| Exercise prompt |
The output should consist solely of the line containing "Task: tag every instance of the bare branches" and the lines that follow it through the end of the data below.

| Stored records |
↓
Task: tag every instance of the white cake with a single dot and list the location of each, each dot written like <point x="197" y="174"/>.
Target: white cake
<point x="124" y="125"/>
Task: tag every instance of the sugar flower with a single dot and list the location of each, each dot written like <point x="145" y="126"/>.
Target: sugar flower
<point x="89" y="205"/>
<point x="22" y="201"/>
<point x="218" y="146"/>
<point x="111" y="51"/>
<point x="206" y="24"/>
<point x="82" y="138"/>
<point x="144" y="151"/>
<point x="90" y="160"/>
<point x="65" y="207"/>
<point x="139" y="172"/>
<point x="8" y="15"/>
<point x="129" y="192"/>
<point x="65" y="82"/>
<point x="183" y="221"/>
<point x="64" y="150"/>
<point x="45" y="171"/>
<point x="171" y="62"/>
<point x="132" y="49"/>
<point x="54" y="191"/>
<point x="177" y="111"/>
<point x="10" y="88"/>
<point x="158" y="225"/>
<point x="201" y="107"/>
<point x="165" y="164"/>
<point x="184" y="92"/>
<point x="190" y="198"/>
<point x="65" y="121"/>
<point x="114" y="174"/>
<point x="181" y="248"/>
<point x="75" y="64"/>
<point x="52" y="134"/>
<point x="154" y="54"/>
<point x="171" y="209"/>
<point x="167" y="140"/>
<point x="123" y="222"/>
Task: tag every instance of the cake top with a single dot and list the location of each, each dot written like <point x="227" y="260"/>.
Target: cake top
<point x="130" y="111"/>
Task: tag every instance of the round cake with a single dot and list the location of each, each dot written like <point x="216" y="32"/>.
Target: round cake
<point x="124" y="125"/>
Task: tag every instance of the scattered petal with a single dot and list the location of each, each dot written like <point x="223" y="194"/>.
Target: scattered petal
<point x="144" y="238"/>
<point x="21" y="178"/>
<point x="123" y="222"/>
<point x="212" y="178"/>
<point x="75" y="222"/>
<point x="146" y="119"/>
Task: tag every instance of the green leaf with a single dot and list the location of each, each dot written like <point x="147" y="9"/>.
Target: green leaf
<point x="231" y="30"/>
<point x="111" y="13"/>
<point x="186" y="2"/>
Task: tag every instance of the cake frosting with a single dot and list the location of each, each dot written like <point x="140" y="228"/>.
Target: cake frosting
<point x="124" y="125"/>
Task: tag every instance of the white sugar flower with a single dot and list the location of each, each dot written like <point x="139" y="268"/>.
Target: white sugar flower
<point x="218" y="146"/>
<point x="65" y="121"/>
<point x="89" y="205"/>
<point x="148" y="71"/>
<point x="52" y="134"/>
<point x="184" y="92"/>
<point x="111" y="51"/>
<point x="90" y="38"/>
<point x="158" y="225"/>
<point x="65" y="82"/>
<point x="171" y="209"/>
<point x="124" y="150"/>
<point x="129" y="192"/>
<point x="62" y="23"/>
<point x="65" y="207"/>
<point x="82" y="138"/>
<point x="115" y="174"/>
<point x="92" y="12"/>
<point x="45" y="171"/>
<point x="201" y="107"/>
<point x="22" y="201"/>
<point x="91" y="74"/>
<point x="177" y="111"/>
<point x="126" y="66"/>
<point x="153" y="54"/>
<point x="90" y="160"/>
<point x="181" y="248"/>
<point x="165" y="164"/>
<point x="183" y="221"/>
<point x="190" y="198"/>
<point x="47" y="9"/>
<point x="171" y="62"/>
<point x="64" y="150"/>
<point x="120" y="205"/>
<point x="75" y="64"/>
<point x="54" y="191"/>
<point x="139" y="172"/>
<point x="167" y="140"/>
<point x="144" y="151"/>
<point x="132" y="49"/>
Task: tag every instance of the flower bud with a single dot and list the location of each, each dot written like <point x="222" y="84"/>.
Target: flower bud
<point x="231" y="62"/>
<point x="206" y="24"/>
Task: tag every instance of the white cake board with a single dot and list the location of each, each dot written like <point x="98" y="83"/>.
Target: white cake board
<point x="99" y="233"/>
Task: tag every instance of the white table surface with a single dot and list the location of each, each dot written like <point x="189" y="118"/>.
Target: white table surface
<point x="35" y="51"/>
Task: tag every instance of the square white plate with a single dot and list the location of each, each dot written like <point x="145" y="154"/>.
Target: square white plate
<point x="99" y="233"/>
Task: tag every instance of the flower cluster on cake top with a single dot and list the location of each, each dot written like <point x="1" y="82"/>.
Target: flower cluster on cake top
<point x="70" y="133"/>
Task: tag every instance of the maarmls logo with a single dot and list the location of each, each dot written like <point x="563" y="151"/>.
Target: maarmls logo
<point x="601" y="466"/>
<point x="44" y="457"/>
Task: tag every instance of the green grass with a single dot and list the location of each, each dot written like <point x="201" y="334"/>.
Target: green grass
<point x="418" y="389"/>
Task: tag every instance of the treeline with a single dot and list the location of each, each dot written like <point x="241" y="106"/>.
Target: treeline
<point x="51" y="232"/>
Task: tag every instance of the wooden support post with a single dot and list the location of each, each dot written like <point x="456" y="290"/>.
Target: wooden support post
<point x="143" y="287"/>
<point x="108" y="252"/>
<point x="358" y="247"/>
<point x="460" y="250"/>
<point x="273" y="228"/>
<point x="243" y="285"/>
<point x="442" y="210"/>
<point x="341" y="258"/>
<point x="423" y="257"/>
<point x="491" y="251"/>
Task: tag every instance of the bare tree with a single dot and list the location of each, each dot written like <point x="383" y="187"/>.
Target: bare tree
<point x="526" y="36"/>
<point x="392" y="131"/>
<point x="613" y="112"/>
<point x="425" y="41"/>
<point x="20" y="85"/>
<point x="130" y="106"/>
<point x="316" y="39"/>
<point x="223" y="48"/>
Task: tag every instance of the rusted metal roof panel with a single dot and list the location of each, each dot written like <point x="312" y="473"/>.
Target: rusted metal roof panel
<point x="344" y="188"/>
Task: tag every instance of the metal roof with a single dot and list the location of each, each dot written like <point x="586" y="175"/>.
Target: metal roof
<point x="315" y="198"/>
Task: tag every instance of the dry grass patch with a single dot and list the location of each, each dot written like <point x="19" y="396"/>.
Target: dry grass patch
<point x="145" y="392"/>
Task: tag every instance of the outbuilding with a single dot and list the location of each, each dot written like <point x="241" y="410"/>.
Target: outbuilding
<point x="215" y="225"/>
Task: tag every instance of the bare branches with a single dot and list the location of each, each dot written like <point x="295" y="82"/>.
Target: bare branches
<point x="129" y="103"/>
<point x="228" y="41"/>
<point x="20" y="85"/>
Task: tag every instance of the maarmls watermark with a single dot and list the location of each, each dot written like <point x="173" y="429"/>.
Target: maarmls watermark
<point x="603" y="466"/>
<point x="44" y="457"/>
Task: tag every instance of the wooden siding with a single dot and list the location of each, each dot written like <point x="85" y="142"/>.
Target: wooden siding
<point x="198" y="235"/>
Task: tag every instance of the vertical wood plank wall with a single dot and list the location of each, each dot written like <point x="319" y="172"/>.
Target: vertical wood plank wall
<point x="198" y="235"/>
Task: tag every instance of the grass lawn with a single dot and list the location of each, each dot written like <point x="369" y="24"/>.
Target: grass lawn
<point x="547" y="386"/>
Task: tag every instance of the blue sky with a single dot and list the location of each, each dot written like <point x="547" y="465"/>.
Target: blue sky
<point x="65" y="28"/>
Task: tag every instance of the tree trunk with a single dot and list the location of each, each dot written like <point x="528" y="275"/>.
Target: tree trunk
↑
| Solved exercise |
Task: tag every instance of the bare branches with a single dot and list the location of each, each dot written like <point x="295" y="82"/>.
Target: bare branches
<point x="129" y="103"/>
<point x="228" y="41"/>
<point x="20" y="85"/>
Task: tag every instance of the maarmls watermark with a single dot and list the location of each, each dot written like <point x="173" y="429"/>.
Target: maarmls watermark
<point x="603" y="466"/>
<point x="44" y="457"/>
Task: tag every instance of the wooden siding with a single dot and list the location of each, each dot written like <point x="85" y="142"/>.
Target: wooden siding
<point x="198" y="235"/>
Task: tag every instance of the vertical wood plank wall with a single dot and list the location of each, each dot written like <point x="319" y="172"/>.
Target: vertical wood plank wall
<point x="198" y="235"/>
Task: tag every instance of the grass lawn with a single dot and list the location of each, each dot written like <point x="369" y="24"/>.
Target: grass lawn
<point x="547" y="386"/>
Task: tag every instance of the blue sky with a single dot and list the location of each, each dot written like <point x="547" y="465"/>.
Target: blue sky
<point x="65" y="28"/>
Task: tag every instance of the tree trunk with a single dot and list the location of each, each dot written like <point x="528" y="275"/>.
Target: tree trunk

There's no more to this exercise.